• [WHAT IS REQUIRED]: Given the records below, pull every line with the word "white" into the answer.

Items from a data source

━━━━━━━━

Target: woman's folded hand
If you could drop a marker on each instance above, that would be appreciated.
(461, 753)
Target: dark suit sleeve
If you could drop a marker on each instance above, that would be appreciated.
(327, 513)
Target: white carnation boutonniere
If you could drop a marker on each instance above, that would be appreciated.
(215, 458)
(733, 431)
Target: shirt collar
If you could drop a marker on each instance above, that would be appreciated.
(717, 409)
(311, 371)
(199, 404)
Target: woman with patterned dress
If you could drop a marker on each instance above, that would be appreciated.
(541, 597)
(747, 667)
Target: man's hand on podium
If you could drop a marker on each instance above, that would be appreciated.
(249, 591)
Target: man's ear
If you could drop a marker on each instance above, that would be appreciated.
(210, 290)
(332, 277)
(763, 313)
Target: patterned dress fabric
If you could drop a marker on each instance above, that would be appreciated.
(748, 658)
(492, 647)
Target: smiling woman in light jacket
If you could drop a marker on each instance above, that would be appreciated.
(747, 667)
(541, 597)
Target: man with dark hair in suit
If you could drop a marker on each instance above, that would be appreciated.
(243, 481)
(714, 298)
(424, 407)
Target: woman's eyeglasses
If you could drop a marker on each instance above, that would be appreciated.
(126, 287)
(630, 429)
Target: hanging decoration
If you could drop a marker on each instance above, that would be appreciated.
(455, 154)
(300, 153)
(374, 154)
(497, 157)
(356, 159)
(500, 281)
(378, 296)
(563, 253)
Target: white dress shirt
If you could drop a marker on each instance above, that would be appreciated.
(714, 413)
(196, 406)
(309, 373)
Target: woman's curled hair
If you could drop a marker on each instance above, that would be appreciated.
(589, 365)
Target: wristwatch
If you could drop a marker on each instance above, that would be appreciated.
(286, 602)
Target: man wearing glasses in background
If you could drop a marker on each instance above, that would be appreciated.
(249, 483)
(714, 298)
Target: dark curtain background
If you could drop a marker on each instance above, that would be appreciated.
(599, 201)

━━━━━━━━

• [SOLUTION TO THIS PROBLEM]:
Target: white carnation boutonniere
Target: white dress shirt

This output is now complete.